[Trecho do texto]
※
Presa com o intuito de apenas engravidar e dar filhotes para a venda, os dias naquela gaiola cruel pareciam não ter fim. Em meio à nuvem de pelos teimosos que insistem em crescer no seu rosto, seus olhinhos pretos de jabuticaba ainda têm um quê de infinito. Lolla chegou em casa há mais ou menos um ano, adotada por nós depois de conhecermos esse relato de sua vida passada.
Chegou magrinha, hoje está bem nutrida, feliz por não ser mais tratada como máquina. Mesmo se fosse racional, Lolla não poderia prever o futuro que teria. Protegida e em casa, me olha de vez em quando e não pode ver eu calçar os sapatos que já se anima e vai para a porta, pensando em passear. Impossível ficar indiferente.
Passeando pelo bairro com a Lolla vou pensando que ela não sabe, nem sequer imagina, em sua realidade canina de pet, que nossa maior revolução, no conhecimento e na tecnologia, apenas começou. Hoje, cem anos do calendário não coincidem com os do progresso da tecnologia. Os avanços na ciência e tecnologia obedecem a “Lei dos Retornos Acelerados”. Essa teoria foi desenvolvida por Ray Kurzweil, engenheiro e inventor, consultor do Google e da Nasa.
Com base na análise de dados experimenta sobre a aparente aceleração de todas as tecnologias relacionadas com informação e as pesquisas em andamento nas principais universidades do mundo, a descoberta é que esse progresso na ciência e tecnologia avança de modo exponencial. Enquanto um crescimento linear é constante, o exponencial começa tênue e após certo tempo ele torna-se muito intenso.
Do mesmo modo que um buraco negro no espaço modifica drasticamente a matéria e energia que se aceleram na direção de seu horizonte de eventos, a medida em que as descobertas avançam, mais e mais aumenta o ritmo na mudança. E o que os especialistas vislumbram no horizonte de alguns anos é que não haverá diferença entre homem e máquina, ou entre a realidade física e a virtual. Já é praticamente um consenso que a nossa evolução não é mais biológica. Nossa inteligência poderá ser trilhões de trilhões de vezes mais potente com a ajuda da porção não-biológica.
※
[Extrato de dados]
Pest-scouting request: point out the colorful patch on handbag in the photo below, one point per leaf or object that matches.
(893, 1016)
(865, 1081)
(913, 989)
※
[Instruções]
A. Reproduza do trecho sobre a Lolla tudo o que vai de "Passeando pelo bairro" até "torna-se muito intenso.", sem alterações.
B. Enumere todas as qualificações que o trecho sobre a Lolla atribui a Ray Kurzweil.

[Respostas escritas]
A.
Passeando pelo bairro com a Lolla vou pensando que ela não sabe, nem sequer imagina, em sua realidade canina de pet, que nossa maior revolução, no conhecimento e na tecnologia, apenas começou. Hoje, cem anos do calendário não coincidem com os do progresso da tecnologia. Os avanços na ciência e tecnologia obedecem a “Lei dos Retornos Acelerados”. Essa teoria foi desenvolvida por Ray Kurzweil, engenheiro e inventor, consultor do Google e da Nasa.
Com base na análise de dados experimenta sobre a aparente aceleração de todas as tecnologias relacionadas com informação e as pesquisas em andamento nas principais universidades do mundo, a descoberta é que esse progresso na ciência e tecnologia avança de modo exponencial. Enquanto um crescimento linear é constante, o exponencial começa tênue e após certo tempo ele torna-se muito intenso.

B. Engenheiro; inventor; consultor do Google e da Nasa.